(Task to complete)
Every line from the first in the listing below to the line containing "--format 'one SVG" is to be repeated exactly, and no line past it.

(Listed records)

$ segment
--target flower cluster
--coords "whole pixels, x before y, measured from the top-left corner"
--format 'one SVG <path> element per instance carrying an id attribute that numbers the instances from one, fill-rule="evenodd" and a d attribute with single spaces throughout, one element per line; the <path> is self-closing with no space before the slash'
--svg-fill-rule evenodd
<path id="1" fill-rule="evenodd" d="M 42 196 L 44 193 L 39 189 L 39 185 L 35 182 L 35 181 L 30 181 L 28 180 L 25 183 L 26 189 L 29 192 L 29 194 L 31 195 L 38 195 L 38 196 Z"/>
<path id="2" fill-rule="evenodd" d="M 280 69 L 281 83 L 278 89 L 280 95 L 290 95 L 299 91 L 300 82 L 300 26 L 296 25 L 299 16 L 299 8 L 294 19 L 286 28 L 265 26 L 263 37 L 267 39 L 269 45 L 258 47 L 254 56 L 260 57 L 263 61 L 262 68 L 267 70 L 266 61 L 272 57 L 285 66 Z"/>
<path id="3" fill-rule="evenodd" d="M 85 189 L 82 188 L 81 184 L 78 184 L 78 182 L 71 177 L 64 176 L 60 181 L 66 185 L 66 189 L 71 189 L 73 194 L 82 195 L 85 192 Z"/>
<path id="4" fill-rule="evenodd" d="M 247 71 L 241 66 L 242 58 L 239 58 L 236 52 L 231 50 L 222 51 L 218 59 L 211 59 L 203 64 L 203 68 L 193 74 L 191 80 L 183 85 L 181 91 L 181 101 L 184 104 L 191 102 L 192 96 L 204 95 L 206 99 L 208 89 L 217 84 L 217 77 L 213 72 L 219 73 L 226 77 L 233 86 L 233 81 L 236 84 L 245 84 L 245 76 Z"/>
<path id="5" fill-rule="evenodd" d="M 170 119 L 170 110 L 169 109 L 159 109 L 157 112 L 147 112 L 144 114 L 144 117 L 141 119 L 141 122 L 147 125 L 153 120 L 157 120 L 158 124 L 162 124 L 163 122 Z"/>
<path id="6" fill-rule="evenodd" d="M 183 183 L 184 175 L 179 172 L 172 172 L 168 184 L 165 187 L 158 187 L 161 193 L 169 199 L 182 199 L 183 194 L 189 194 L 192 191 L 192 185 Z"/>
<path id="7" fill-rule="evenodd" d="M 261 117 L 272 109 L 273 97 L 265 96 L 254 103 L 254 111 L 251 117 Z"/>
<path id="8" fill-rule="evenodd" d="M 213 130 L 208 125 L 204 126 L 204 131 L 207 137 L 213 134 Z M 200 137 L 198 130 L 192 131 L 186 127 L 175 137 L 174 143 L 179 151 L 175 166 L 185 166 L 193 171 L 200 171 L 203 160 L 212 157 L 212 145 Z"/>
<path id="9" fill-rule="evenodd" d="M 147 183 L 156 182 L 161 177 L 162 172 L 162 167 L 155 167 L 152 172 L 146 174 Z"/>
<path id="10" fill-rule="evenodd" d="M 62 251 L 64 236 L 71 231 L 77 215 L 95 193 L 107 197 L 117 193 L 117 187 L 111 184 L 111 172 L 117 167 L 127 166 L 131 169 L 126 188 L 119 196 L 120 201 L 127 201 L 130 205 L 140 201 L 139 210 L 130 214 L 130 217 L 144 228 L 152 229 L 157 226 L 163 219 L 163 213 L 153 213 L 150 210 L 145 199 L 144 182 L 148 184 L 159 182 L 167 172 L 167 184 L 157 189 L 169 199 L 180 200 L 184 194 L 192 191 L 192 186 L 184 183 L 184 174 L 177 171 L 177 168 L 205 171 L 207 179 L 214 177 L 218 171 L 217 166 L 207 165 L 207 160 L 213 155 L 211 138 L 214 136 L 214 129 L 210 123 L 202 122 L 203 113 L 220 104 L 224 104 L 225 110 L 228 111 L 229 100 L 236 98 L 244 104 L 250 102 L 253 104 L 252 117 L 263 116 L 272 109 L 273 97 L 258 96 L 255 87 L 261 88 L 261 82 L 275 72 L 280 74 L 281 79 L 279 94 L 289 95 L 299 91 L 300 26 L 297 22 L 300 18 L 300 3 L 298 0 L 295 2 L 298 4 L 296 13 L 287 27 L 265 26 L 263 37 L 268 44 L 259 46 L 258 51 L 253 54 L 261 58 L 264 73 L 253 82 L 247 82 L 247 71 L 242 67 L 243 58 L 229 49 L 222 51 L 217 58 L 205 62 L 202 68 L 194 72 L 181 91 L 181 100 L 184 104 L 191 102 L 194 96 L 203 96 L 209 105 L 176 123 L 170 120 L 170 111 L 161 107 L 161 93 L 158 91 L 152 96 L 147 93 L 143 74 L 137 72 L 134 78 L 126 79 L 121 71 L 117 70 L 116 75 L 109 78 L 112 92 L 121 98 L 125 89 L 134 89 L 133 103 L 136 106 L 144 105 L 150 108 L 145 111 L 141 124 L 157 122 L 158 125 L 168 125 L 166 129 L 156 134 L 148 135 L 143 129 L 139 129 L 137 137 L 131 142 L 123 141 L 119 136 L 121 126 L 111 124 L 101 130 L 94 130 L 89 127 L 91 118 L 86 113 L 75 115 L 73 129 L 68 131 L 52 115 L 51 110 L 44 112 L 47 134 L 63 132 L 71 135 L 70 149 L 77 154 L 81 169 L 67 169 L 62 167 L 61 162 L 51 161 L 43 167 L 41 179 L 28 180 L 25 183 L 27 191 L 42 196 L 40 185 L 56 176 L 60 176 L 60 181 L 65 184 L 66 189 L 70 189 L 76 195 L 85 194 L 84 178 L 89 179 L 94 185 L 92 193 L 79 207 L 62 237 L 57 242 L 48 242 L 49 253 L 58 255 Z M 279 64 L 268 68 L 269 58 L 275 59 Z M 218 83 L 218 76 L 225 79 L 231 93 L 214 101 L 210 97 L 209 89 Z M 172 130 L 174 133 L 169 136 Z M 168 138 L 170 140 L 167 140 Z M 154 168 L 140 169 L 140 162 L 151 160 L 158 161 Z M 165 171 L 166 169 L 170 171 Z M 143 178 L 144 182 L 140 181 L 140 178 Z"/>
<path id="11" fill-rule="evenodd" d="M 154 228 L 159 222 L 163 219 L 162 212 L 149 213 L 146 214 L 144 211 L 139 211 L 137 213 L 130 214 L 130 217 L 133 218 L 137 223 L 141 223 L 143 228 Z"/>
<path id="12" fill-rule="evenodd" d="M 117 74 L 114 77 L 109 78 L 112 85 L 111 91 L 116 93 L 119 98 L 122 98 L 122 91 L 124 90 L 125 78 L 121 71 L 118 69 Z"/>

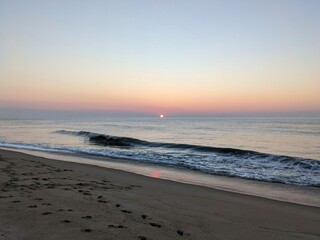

(Solved exercise)
$ segment
--target flower cluster
--coords "whole pixels, x before y, measured from the top-left corner"
--format 'one SVG <path> element per instance carrying an id attribute that numbers the instances from one, fill-rule="evenodd" and a d attribute with single spaces throughout, one element per line; the <path> is self-closing with no space before the slash'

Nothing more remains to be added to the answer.